Copy the part of the post on organizing with ADHD from "Because of this" to "around my room.", word for word.

● **DOCUMENT SEGMENT**
◇ ◇ ◇ ◇
So my therapist has been helping me get to grips with my ADHD, and also the concept that I’m not shit at being an adult, I just can’t do things the way everyone has always told me to do them. Like every single “organize your life” books have always left me wanting to cry with frustration, and after I got hold of a copy of Organizing Solutions for People with ADHD by Susan Pinsky I realized that was because they primarily focus on “aesthetic” over “function”. And the function of most standard “organize your life books” is to “make things look Show Home Perfect”.
So the standard “hide all your unsightly things by doing xyz” may look nice for the first week or so, but by the end of the week it’ll look like a tornado made of pure inhuman frustration ripped through the house as I try to find the fucking advil.
To give you an example of the kind of hell I’ve been fumbling my way through the last 20 odd years: dishes will be washed and left in the drying wrack but never put away. Which means I can’t wash more dishes, which means dishes pile up, which means I can’t make food, which means I don’t eat, which means my CFS gets worse, which means I don’t have the energy to put the dishes away, and so on so forth until I have a meltdown, cry to ETD (who also likely has ADHD but has never had it confirmed) about how I can’t cope with life, and then we fix it for a while, but inevitably end up back at square one within about a week.
Pinsky’s solution to this was “remove an obstacle between you and your goal, if that means taking all the doors off your kitchen cabinets to make things easier, so be it.”
And lemme tell you, fucking revolutionary.
Laundry never ends up in the hamper??? why???? is it a closed hamper??? Remove the lid. Throw it out the window. Clothes are now miraculously finding their way into the hamper??? Rejoice????
Mail ends up spread out over every available flat surface? Put a sorting station right where your mail arrives. Put a shredder or “junk” basket under it. Shred or dump the junk immediately. Realize you only actually have two real letters that need attention, feel less overwhelmed, pay your bills on time.
Like I’m not saying this book is miraculous, but it did help me realize that I was effectively torturing myself by trying to conform to certain ideals of “perfect house keeping”, and presenting a certain image rather than just allowing myself to live in my space as effectively as possible. And why? Why was I doing that? Cause people with different lives and capabilities are perceived as the norm? Fuck that. If this was a physical problem I wouldn’t be forcing myself to conform to an ableist standard, so why am I doing it with this?
My lived space will never look a certain way, and that’s okay. It will never look show home perfect, and that’s okay. It will likely always be cluttered and eclectic where nothing matches, and that’s okay. Sometimes I will have odd socks on because sorting them out required too much mental energy, and that’s okay. Actually fuck sorting socks, just buy all your socks in the same color. Problem solved. Boring sure, but also one less thing to do, which means more time to hyper fixate on fun things. Which really, what else is my life for if not to write screeds and screeds of vampire shit posts, I ask you.
Additional rec: If y'all are having trouble w organization, you might find clutterbug on YouTube helpful. She’s one of those mom youtubers whose entire channel is dedicated to cleaning and organizing (one of my fave genres of YouTube videos) and she has a quiz on her website you can take that tells you the kind of “bug” you are and the organization styles associated with each one. P sure she has adhd herself and talks about it in some of her vids, but I think definitely anyone struggling with organization can learn something from her. She’s recommended the taking doors off of things and other helpful tips.
She talks a lot about systems that work for different people n how much visual clutter they prefer and whether they’re better suited to micro-organization or macro-organization and I think it’s been helpful for me to understand myself better (and sometimes you can have one style for certain parts of your life and another style for different parts which seems obvious but was helpful for me to understand). She talks a lot also about how everyone in her family has different styles and how she manages them and I think that could be beneficial too for people who don’t live alone and may get frustrated with one another in that department.
Because of this post I got rid of my dresser and lined my closet with laundry baskets. Now I can put away laundry merely by sorting it and tossing it into the designated basket––it cuts out several steps and instead of half an hour or more to put away one load of laundry, it now takes three minutes. I no longer have several piles of clean laundry around my room.
◇ ◇ ◇ ◇
Referring expression data:

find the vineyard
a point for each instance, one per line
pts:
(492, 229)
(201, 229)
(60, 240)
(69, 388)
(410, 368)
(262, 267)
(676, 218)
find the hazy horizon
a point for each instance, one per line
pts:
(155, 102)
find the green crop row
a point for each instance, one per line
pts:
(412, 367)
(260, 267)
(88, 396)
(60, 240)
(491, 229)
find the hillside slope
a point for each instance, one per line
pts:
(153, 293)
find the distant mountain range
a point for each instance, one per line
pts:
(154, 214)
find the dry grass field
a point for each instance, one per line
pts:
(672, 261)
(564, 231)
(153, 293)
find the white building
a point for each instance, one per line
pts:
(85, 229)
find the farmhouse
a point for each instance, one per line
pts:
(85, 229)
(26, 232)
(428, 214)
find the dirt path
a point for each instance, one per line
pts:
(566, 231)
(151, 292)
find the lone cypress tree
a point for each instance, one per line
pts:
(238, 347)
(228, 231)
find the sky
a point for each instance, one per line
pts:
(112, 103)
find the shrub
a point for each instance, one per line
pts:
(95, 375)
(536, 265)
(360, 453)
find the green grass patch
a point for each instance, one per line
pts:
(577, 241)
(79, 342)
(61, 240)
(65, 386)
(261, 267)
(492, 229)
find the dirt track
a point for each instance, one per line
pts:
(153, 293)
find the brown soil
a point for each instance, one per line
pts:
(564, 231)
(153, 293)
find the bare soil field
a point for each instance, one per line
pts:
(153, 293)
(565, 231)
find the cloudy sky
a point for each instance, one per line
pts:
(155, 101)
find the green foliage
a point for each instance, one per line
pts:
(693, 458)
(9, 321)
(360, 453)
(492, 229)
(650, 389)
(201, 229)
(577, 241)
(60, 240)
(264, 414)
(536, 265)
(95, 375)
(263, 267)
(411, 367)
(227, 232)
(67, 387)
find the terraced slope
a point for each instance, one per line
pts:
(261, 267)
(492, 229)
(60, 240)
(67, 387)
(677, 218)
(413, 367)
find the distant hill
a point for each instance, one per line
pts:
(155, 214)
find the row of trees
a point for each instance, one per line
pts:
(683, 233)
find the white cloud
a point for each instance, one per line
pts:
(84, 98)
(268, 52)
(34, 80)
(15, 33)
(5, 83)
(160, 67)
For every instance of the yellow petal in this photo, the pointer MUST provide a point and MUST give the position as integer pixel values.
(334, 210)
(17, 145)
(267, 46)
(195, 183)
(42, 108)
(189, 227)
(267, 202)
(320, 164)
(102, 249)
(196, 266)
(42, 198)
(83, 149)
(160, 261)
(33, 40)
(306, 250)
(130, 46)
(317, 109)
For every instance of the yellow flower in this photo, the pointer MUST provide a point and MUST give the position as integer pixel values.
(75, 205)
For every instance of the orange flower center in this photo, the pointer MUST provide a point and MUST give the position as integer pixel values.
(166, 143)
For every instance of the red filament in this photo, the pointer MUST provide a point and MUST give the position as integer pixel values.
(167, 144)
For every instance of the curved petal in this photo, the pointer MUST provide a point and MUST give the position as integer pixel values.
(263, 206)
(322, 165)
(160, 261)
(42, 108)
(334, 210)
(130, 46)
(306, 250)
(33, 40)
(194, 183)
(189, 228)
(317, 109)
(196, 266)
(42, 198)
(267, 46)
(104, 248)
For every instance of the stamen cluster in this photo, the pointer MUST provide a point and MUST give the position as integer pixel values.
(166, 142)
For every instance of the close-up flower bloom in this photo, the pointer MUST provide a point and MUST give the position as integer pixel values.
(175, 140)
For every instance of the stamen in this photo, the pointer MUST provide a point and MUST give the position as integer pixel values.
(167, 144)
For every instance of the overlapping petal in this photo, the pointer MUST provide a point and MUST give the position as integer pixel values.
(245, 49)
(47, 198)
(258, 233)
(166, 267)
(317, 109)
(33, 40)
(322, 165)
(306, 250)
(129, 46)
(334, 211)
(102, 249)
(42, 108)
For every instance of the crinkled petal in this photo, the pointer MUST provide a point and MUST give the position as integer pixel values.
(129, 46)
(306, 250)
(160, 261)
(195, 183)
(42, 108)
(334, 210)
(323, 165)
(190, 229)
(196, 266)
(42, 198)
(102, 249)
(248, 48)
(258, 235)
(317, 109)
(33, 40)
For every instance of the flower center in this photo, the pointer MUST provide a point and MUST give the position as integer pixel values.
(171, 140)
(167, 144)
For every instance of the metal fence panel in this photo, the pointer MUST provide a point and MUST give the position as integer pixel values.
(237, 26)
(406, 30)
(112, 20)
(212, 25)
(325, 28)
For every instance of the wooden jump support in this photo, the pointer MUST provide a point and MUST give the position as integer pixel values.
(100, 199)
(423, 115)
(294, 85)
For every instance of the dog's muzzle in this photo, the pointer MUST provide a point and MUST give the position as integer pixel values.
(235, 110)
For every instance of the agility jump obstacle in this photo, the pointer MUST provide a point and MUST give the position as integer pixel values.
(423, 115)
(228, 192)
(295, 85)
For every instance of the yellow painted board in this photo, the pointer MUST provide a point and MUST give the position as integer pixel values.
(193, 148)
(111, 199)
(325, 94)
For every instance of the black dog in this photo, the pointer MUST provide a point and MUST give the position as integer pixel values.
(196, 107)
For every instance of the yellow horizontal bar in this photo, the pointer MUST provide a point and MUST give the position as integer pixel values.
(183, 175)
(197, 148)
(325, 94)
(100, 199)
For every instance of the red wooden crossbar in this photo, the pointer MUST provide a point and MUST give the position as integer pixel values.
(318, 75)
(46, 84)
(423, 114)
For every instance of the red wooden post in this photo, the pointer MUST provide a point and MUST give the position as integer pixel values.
◇ ◇ ◇ ◇
● **PROBLEM SOLUTION**
Because of this post I got rid of my dresser and lined my closet with laundry baskets. Now I can put away laundry merely by sorting it and tossing it into the designated basket––it cuts out several steps and instead of half an hour or more to put away one load of laundry, it now takes three minutes. I no longer have several piles of clean laundry around my room.